**WORK INSTRUCTIONS**
Pick up the news report about the Orban ammonia poisoning case after its final paragraph and write the next part.

**GIVEN PASSAGE**
■ ■ ■ ■ ■

District Attorney Schwartz unfolded the entire story given to him by Sergt. J. W. Rule and Patrolman Matt Forgach of Newport Police and County Detective Henry Jones.

He said at 10:30 yesterday morning neighbors heard “blood-chilling” screams from within the Orban home. When they investigated they found the child writhing in pain. A physician was summoned and ordered the child to the hospital.

Sergt. Rule and Forgach received a call at 11 a. m. from the hospital went to the home for further investigation. They believed at first that the child had been given the ammonia by mistake.

Sergt. Rule said the mother made it clear to him that she meant to poison the child.

He said the mother, in a rambling conversation, said that female children are all right, but that male children grow up to impose upon girls.

Sergt. Rule said the mother repeated “He (the son) wouldn’t have been any good when he grew up.”

~ Offers Gilty Plea ~

Mrs. Orban wasw taken before Justice of the Press Louis Kutz at Newport and she pleaded guilty to a charge of attempt to murder (infanticide).

The mother was then brought before Judge Aponick by District Attorney Schwartz, who said “because of unusual nature of the case he wanted the court to get a clear picture of the circumstances.”

Questioning in the judge’s chambers caused Mrs. Orban to tell of her strange beliefs.

She said at one point during the hearing “I wasn’t born to be married and have children.”

The mother said she loved her daughters. “They are all right,” she declared.

Asked if she would demonstrate how she poured the ammonia down her son’s throat, the mother took one of Judge Aponick’s law books. She cuddled the book in her left arm and with her right hand demonstrated how she tilted the bottle and poured the liquid. “Some of it went over his neck,” she said.

■ ■ ■ ■ ■

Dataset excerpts
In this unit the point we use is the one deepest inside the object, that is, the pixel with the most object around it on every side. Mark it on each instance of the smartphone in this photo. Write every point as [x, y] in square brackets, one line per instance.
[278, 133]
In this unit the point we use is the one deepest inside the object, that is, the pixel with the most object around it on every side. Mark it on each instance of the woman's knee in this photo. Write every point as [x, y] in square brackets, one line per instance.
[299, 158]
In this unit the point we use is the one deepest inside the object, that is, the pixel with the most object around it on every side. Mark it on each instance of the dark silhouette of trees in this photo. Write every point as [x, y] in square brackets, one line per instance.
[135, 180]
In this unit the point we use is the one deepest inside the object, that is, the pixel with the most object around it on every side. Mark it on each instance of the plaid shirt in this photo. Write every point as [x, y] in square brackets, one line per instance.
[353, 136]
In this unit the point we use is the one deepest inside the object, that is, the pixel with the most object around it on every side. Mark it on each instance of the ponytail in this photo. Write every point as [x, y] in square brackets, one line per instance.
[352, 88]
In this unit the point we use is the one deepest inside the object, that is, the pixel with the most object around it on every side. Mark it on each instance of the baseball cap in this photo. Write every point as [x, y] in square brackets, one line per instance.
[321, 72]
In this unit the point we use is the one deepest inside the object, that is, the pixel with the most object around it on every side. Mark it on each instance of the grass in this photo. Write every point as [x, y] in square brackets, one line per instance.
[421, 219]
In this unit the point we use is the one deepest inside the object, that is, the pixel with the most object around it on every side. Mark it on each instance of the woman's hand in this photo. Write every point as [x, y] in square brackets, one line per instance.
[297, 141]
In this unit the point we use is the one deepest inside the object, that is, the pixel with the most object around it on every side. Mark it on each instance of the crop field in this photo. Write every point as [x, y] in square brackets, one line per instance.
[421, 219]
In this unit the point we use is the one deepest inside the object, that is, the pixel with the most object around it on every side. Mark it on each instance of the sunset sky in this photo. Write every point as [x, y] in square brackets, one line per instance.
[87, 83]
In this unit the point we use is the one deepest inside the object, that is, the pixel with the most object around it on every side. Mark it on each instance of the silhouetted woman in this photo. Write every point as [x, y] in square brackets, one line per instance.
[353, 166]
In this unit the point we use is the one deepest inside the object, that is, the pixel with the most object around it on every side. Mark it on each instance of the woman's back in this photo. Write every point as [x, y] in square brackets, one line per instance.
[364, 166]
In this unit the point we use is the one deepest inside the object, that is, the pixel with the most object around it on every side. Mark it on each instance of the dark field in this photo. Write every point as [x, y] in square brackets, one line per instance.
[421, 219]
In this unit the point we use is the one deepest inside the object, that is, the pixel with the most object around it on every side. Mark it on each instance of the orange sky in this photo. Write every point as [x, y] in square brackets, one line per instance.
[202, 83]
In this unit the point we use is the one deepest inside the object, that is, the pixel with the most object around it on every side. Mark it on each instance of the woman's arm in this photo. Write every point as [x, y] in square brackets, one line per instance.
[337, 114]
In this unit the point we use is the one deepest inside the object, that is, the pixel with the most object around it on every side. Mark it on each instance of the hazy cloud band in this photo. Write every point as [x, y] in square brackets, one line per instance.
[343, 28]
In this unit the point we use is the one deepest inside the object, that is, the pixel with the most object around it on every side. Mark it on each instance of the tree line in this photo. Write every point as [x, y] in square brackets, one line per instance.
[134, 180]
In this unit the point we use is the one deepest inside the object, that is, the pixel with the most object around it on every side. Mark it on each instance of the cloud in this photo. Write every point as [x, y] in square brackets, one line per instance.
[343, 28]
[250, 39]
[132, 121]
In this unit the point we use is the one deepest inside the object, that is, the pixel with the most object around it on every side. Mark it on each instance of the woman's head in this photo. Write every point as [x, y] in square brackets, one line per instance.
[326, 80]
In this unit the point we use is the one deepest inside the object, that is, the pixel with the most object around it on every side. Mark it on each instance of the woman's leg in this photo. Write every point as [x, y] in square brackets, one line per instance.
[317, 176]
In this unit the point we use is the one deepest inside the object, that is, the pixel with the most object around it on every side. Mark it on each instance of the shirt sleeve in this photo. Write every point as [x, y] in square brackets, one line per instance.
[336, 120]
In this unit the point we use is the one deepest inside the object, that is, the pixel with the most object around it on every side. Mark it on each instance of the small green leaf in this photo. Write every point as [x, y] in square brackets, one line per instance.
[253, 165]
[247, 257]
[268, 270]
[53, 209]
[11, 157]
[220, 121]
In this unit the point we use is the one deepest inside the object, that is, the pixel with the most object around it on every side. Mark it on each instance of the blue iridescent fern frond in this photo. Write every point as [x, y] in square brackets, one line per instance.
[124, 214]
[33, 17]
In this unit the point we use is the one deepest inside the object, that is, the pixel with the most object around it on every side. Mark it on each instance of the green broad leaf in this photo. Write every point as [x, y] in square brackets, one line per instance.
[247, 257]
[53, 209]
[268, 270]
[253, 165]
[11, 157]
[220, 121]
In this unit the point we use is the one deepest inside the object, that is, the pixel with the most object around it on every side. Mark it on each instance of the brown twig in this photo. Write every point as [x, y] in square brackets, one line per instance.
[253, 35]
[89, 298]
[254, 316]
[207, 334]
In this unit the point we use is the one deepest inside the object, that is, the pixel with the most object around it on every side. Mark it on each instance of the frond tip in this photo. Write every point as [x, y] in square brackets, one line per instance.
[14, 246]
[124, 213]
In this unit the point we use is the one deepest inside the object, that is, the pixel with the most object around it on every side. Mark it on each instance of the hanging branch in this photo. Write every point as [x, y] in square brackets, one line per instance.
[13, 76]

■ ■ ■ ■ ■

**THE ANSWER**
Mrs. Orban steadfastly asserted that the child was not misbehaving, crying or “making a fuss” when she decided to call him into the cellar and pour the ammonia down his throat.

“Have you had any desires recently to wish any persons to their death?” Prosecutor Schwartz asked the mother.

“No, I stopped that nine years ago,” she said.

~ Laughed at Woman ~

“And the used to laugh at me when I showed them my black bead in the white handkerchief,” Mrs. Orban said in relating that relatives and friends did not take her “wishing deaths” seriously.

At no time during the hearing did the mother cry or show signs of emotion. She answered questions point blank and when told several times by First Assistant Prosecutor Mitchell Jenkins that the son was “serious” she merely said “Yes?”

Court officials commented about the appearance of the mother, who was dressed in black.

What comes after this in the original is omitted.